Point labeling items:
## start
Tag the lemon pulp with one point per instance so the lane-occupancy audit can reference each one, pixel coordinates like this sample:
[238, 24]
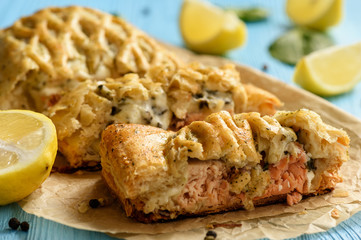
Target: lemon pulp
[28, 147]
[317, 14]
[206, 28]
[330, 71]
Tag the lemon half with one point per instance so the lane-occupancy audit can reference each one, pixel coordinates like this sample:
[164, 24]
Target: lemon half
[317, 14]
[206, 28]
[28, 146]
[330, 71]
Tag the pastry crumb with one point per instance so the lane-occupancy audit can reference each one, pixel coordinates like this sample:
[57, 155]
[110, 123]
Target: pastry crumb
## end
→ **Job**
Rewrite all of the items above, changing every "sample" to "example" and leaving everything else as it is. Omit the pictures from your answer.

→ **Result for this task**
Tag the lemon pulp with one point per instance so the lane-occupancy audit can reference each one, pixel coordinates like this example:
[238, 24]
Target: lemon pulp
[28, 147]
[317, 14]
[206, 28]
[330, 71]
Tag the lemon half with one point per instance so the lane-occupancy audit can reference each one, pixel coordinates like this example:
[164, 24]
Target: lemon half
[317, 14]
[206, 28]
[28, 146]
[330, 71]
Tag the pastry crumb with one point per instance so the lane-occupancy audit can reference each one, pixel coordinates like this example:
[57, 155]
[110, 123]
Target: pastry crumb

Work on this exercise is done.